• **Given exercise A**: Summarize the thread on the divisor-sum identity for φ in two sentences.

------ Selected extract

Is there a direct, elementary proof of $n = \sum_{k|n} \phi(k)$?

Question

If $k$ is a positive natural number then $\phi(k)$ denotes the number of natural numbers less than $k$ which are prime to $k$. I have seen proofs that $n = \sum_{k|n} \phi(k)$ which basically partitions $\mathbb{Z}/n\mathbb{Z}$ into subsets of elements of order $k$ (of which there are $\phi(k)$-many) as $k$ ranges over divisors of $n$.

But everything we know about $\mathbb{Z}/n\mathbb{Z}$ comes from elementary number theory (division with remainder, bezout relations, divisibility), so the above relation should be provable without invoking the structure of the group $\mathbb{Z}/n\mathbb{Z}$. Does anyone have a nice, clear, proof which avoids $\mathbb{Z}/n\mathbb{Z}$?

Answer 1

Clearly $n$ counts the number of elements in the set $ \{1,\ldots,n\}$. This suggests that to get a combinatorial proof we should count the number of elements in this set in a different way and get $\sum_{k \mid n} \varphi(k)$.

------------

• **Given exercise B**: Find each line of the listing below that contains the word "blue" and copy those lines.

------ Extracted entries

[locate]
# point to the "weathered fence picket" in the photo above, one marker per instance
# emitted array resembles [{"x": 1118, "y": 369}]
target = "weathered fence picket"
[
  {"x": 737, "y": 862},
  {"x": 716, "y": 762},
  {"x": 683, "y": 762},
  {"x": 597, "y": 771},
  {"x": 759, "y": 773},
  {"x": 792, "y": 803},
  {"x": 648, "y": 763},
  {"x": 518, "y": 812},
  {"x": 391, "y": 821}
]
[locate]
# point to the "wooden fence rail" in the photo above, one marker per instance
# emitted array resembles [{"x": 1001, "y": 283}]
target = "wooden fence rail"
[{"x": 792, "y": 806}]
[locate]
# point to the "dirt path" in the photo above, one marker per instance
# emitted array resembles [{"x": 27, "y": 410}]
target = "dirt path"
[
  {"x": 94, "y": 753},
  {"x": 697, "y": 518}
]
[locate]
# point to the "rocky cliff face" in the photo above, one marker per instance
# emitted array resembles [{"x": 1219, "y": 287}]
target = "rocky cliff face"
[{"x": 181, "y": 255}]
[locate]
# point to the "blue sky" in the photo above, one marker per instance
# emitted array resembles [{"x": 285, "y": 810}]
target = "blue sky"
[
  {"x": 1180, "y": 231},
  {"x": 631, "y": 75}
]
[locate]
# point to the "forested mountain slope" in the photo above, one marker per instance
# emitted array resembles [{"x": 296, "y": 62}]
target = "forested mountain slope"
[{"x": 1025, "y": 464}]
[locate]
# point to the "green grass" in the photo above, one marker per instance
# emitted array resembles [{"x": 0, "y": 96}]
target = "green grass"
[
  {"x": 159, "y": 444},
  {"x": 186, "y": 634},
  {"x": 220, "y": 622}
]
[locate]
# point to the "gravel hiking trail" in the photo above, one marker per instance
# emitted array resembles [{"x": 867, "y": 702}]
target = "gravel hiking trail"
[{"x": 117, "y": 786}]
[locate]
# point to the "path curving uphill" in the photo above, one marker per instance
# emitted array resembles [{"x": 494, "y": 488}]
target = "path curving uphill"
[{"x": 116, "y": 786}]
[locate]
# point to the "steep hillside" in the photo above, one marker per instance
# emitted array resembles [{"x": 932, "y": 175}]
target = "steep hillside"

------------

• **Full response A**: The question defines φ(k) as the number of natural numbers less than k that are prime to k, and it notes that known proofs of n = Σ_{k|n} φ(k) partition ℤ/nℤ into subsets of elements of order k. It asks for a clear proof that avoids ℤ/nℤ, and the answer suggests counting the elements of {1,…,n} in a different way to get Σ_{k|n} φ(k).

• **Full response B**:
# point to the "blue sky" in the photo above, one marker per instance
target = "blue sky"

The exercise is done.